Несмотря на “хорошо прописанную” и узнаваемую традицию, Бирюков ставит перед критиком, берущимся за рецензирование его книги, ряд вопросов, которые выходят за рамки его индивидуального стиля либо тех или иных поэтических находок и открытий. Прежде всего: продолжается ли сегодня традиция “первого авангарда” или это завершенный опыт, достояние истории литературы, что называется, для учебников? Возможен ли вообще “второй”, “третий” или даже “четвертый” аван- гард, о которых пишут исследователи[2]? Отвечает ли “журнальная” поэзия бытованию живой речи в современном обществе? И возможен ли “авангард” сегодня как живая литература?
Ответы на эти вопросы искать, возможно, еще преждевременно. Быть может, ряд размышлений — в виде предлагаемого здесь наброска — позволят очертить круг этих тем.

:: Исходные данные ::

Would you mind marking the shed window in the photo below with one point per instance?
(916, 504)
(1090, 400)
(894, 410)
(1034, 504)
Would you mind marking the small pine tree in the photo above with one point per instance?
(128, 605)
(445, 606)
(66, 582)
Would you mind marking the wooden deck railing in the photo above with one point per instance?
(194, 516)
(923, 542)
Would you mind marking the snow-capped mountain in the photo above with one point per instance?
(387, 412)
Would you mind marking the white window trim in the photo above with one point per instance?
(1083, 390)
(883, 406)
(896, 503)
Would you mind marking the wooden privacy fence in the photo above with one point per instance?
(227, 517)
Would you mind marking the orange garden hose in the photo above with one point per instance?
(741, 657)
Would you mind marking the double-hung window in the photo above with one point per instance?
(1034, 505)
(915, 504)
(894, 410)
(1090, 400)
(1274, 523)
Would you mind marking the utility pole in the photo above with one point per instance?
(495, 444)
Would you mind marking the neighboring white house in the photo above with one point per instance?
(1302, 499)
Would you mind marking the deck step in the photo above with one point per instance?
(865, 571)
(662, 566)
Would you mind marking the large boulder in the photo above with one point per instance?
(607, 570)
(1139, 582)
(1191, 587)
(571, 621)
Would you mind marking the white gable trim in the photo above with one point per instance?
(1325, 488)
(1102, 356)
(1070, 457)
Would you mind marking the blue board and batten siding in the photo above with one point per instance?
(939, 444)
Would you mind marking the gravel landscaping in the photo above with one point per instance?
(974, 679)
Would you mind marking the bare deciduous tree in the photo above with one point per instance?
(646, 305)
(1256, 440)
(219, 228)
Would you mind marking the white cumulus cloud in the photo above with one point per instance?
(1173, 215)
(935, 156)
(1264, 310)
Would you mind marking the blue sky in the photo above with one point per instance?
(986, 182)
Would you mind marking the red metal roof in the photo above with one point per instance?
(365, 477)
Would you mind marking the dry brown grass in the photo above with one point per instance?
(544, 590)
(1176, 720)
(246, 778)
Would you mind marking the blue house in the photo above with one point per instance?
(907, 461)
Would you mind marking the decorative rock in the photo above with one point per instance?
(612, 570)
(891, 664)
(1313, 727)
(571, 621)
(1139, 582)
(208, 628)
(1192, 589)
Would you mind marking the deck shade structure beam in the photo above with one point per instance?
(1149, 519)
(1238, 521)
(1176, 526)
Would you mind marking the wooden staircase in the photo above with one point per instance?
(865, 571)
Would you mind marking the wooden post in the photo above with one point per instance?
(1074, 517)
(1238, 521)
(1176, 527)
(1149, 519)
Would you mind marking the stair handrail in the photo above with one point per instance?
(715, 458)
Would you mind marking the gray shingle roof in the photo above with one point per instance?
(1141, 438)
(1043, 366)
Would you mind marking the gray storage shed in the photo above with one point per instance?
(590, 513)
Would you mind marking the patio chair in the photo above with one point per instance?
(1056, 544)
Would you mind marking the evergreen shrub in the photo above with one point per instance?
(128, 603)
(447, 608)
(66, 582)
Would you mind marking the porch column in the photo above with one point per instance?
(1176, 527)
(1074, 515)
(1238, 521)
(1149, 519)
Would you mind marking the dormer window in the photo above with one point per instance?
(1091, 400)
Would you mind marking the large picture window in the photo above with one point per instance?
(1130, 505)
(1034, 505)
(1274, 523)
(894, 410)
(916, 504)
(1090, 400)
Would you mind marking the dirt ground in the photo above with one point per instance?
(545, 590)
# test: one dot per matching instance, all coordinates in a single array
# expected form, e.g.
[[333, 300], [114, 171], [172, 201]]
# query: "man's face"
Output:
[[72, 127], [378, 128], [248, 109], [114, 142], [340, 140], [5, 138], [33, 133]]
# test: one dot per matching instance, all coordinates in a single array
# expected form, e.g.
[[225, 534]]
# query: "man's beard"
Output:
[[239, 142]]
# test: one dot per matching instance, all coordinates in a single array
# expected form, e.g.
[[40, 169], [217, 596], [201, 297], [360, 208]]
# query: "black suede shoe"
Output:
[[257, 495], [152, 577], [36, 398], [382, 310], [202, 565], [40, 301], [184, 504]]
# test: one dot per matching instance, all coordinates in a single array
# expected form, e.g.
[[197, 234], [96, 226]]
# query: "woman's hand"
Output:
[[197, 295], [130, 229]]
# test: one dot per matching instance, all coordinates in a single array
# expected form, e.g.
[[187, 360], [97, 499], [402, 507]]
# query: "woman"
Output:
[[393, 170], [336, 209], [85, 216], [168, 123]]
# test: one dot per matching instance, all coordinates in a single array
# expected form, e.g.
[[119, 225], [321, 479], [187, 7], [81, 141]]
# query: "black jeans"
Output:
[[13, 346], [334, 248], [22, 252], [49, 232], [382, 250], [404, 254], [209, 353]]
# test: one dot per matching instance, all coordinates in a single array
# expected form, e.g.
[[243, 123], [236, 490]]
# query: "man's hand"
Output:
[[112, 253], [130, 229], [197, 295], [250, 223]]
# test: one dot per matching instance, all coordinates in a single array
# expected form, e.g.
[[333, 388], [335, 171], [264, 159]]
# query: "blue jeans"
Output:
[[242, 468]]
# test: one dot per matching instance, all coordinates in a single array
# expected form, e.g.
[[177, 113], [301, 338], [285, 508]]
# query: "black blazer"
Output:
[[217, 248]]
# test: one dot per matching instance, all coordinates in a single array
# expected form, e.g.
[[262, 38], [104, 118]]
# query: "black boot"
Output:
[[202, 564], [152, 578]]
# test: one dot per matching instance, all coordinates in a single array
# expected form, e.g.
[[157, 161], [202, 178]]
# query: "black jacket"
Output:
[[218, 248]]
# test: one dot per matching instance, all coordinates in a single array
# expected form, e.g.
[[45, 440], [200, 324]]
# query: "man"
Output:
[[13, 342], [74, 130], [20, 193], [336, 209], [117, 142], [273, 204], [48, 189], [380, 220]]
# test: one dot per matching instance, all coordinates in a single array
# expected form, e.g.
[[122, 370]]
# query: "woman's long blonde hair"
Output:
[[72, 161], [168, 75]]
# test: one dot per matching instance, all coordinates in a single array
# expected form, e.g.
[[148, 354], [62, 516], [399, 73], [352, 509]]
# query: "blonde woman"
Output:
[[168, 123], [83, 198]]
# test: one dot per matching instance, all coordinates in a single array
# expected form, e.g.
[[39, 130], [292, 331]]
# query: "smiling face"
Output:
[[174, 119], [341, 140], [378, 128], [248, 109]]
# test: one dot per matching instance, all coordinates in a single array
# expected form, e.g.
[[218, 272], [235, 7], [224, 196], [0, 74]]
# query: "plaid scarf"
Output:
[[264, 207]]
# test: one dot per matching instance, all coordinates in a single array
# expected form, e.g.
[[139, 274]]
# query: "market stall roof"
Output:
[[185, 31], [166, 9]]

:: Описание задания ::
Пожалуйста, переведите на английский язык это предложение из фрагмента документа: «Ответы на эти вопросы искать, возможно, еще преждевременно».

:: Ожидаемый результат ::
It may still be premature to look for answers to these questions.